La crisi interessa continuità del business e solidità finanziaria
Si stima che il 20% delle imprese nel mondo stia già riscontrando problemi di liquidità che mettono a repentaglio la continuità aziendale e, se la situazione non migliorasse, la percentuale continuerebbe a crescere. Il peggioramento delle performance aziendali è diffuso in molte aziende in Italia e all’estero.
Questo “shock” interessa contemporaneamente offerta e domanda: al temporaneo o prolungato blocco di molte attività corrisponde una contrazione della richiesta di beni e servizi a livello nazionale e internazionale, commenta Eugenio Puddu, Consumer Products Leader e Senior Partner di Deloitte. “In questo contesto di emergenza sanitaria, le aziende che stanno lottando per la redditività, come quelle con scarse riserve di liquidità o flussi di cassa instabili, sono particolarmente vulnerabili. Le realtà che operano in settori come il turismo, i trasporti o i beni di consumo, ad esempio, sono state particolarmente colpite dalla contrazione della domanda e possono essere esposte a un rischio finanziario e di continuità aziendale maggiore”.
Monitorare la supply chain per prevenire l’insorgere di problemi
La natura interconnessa e globale rende i sistemi di approvvigionamento e distribuzione sempre più vulnerabili a shock esterni, esponendoli a maggiori rischi e riducendo il margine di tolleranza di un errore in caso di ritardi o interruzioni della catena. A livello globale, circa il 75% delle imprese ha già accusato un impatto sulla propria supply chain a causa delle restrizioni logistiche legate all’epidemia Covid-19.
Come ricorda Eugenio Puddu, sia nella prima fase di risposta all’emergenza che in vista del ritorno alla normalità, fondamentale è un attento monitoraggio della catena di approvvigionamento e di distribuzione, sia per le aziende ancora attive sia per quelle sottoposte alla temporanea sospensione delle attività produttive. In questo senso, è particolarmente importante raccogliere informazioni sugli operatori che fanno parte della propria supply chain. Infatti, solo tramite una conoscenza approfondita dello stato di magazzino o dell’evasione degli ordini si può monitorare e prevenire l’insorgere di eventuali problemi per il proprio business.
------------------------------------------------------------
[Esercizi da svolgere]
a – Riscrivi la parte del brano sulla crisi e la supply chain che si apre con le parole contenenti "Come ricorda Eugenio" e si chiude con "il proprio business.", sostituendo "magazzino" con "deposito".
b – Continua il brano sulla crisi e la supply chain dopo la sua ultima frase.
------------------------------------------------------------
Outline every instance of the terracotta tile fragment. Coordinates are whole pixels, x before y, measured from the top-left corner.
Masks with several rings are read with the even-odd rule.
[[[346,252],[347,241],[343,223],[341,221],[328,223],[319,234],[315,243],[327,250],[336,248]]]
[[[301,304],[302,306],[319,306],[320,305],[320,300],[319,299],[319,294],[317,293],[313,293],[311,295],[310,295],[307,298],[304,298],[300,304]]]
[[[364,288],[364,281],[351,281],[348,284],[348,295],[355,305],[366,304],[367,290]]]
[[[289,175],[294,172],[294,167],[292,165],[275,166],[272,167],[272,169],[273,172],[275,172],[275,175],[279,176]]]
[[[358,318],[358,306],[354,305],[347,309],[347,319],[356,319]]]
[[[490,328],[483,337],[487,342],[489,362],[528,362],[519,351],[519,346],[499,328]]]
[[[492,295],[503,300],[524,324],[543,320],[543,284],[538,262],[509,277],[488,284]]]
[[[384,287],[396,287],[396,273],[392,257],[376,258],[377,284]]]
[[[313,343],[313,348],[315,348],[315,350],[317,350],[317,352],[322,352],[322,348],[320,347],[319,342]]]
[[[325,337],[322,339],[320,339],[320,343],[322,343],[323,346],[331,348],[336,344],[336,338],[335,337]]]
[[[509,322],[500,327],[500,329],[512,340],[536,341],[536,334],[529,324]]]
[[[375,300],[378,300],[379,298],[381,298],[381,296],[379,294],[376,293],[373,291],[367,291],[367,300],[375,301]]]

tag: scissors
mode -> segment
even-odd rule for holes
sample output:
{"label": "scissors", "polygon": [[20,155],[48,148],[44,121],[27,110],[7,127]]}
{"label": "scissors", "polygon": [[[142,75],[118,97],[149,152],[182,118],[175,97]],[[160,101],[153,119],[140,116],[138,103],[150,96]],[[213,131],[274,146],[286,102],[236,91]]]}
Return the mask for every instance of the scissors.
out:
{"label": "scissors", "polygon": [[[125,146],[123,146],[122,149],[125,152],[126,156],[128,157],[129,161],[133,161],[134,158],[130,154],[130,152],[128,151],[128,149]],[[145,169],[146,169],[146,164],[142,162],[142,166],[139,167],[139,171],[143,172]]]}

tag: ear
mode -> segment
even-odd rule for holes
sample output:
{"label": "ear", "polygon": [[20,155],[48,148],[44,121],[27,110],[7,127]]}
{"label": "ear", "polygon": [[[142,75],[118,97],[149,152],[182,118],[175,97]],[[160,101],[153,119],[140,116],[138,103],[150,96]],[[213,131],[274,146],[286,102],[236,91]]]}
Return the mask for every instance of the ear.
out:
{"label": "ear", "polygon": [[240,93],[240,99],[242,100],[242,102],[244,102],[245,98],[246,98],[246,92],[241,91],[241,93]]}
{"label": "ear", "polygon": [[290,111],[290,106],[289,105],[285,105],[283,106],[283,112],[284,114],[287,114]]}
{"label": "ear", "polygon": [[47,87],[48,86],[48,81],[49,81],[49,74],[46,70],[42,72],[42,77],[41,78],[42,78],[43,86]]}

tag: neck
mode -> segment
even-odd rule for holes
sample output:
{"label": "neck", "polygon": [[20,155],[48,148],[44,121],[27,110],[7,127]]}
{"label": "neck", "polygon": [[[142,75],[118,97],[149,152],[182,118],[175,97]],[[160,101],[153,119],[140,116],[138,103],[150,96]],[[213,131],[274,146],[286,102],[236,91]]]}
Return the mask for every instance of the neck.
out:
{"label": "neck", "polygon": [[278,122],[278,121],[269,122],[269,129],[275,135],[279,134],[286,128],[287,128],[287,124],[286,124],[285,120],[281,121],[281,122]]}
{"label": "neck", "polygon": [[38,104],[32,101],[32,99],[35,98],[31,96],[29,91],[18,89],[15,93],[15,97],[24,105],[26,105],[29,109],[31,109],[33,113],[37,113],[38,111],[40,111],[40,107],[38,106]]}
------------------------------------------------------------
[Soluzioni dell'esercizio]
a –
Come ricorda Eugenio Puddu, sia nella prima fase di risposta all’emergenza che in vista del ritorno alla normalità, fondamentale è un attento monitoraggio della catena di approvvigionamento e di distribuzione, sia per le aziende ancora attive sia per quelle sottoposte alla temporanea sospensione delle attività produttive. In questo senso, è particolarmente importante raccogliere informazioni sugli operatori che fanno parte della propria supply chain. Infatti, solo tramite una conoscenza approfondita dello stato di deposito o dell’evasione degli ordini si può monitorare e prevenire l’insorgere di eventuali problemi per il proprio business.

b –
Il digitale si conferma come abilitatore di nuovi business e relazioni con i consumatori
Nella seconda settimana di lockdown in Italia, la domanda di shopping online è cresciuta del 147% rispetto alla prima settimana di blocco. Comunque già da prima della crisi, l’accessibilità era identificata come leva per l’acquisto al pari di prodotto e prezzo da un consumatore su due.
“In un periodo di trasformazioni radicali delle abitudini, il digitale ha raccolto ulteriori consensi affermandosi a tutti gli effetti come importante strumento a servizio dei consumatori”. Quello che ci si può aspettare ora è che questa tendenza si consolidi, con l’allentamento delle misure di distanziamento sociale. “Nel medio termine, bisognerà quindi valutare lo spostamento di risorse dai canali tradizionali al digitale”, afferma Ernesto Lanzillo. Considerando che solo il 10% le PMI puntano sull’e-commerce in Italia, molto al di sotto della media delle piccole e medie imprese in Europa, dovranno puntare ad aumentare gli sforzi per la digitalizzazione.